> [EXERCISE OBJECTIVE] Rewrite the listing from its first line through the line that contains "4, 7, 426, 285", swapping "bird's" for "animal's" and leaving everything else unchanged.
▽
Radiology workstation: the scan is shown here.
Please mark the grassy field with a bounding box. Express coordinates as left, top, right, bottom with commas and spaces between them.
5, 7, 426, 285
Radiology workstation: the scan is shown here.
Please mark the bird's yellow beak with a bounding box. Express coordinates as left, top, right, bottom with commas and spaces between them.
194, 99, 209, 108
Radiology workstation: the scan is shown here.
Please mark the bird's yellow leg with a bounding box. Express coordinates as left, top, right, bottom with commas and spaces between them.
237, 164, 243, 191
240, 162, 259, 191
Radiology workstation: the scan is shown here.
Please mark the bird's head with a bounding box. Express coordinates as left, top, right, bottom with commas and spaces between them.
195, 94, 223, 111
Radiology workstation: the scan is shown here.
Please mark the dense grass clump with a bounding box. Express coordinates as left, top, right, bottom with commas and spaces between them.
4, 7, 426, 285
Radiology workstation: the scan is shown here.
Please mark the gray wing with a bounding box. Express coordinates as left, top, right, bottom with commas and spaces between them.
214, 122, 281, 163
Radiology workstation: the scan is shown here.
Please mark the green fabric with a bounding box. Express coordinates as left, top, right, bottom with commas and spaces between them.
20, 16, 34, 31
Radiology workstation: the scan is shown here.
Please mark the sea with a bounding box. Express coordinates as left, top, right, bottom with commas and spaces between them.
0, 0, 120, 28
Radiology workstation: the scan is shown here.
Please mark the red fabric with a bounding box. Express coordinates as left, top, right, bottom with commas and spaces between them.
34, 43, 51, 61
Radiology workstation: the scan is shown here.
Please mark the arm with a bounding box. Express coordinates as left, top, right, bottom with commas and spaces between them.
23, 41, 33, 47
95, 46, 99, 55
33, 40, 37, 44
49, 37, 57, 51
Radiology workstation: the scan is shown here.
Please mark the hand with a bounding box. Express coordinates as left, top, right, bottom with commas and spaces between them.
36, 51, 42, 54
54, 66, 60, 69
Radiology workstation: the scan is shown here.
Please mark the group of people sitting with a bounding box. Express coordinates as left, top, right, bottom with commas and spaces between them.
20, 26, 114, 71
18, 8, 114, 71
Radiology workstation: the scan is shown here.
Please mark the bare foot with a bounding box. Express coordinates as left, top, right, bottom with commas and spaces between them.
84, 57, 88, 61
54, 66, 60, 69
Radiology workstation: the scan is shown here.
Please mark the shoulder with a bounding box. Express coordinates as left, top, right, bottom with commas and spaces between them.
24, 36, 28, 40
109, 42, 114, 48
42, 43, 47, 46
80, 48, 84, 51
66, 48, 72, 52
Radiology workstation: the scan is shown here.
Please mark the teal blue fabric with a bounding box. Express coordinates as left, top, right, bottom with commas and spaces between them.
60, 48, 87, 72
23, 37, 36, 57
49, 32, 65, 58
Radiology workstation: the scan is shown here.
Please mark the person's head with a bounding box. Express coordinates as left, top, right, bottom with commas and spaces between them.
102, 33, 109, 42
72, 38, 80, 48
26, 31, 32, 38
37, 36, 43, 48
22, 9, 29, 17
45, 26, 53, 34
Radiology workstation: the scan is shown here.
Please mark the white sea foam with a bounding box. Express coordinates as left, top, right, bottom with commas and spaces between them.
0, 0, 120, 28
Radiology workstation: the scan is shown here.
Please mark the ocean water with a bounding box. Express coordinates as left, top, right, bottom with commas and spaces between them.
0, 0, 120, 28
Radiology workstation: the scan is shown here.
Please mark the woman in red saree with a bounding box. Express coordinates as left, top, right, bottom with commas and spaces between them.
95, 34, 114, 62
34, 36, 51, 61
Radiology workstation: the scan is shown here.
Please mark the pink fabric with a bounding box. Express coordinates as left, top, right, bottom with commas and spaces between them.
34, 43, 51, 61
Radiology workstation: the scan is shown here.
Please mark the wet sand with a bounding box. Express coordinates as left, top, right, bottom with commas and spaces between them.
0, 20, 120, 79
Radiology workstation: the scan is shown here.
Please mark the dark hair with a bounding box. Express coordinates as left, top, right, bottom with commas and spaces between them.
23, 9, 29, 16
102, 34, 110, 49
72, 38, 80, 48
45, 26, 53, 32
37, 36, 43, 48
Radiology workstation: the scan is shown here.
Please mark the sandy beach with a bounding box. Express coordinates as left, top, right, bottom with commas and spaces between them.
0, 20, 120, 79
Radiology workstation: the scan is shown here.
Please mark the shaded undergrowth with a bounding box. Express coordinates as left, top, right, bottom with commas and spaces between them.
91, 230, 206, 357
△
> [FINAL RESULT]
Radiology workstation: the scan is shown here.
Please mark the grassy field with a bounding box. Express coordinates as left, top, right, bottom with commas and spaces between them.
5, 7, 426, 285
Radiology workstation: the scan is shown here.
Please mark the animal's yellow beak with a bounding box. Express coordinates as left, top, right, bottom with commas and spaces between them.
194, 99, 209, 108
Radiology workstation: the scan is shown here.
Please mark the animal's yellow leg with a bounding box. Express coordinates as left, top, right, bottom with commas and spaces between them.
237, 164, 243, 191
240, 162, 259, 191
Radiology workstation: the scan is shown here.
Please mark the animal's head with a bounding box. Express coordinates as left, top, right, bottom with commas and spaces between them.
195, 94, 223, 111
Radiology workstation: the scan is shown here.
Please mark the dense grass clump with a bounding box. Express coordinates as left, top, right, bottom with commas and spaces between them.
4, 7, 426, 285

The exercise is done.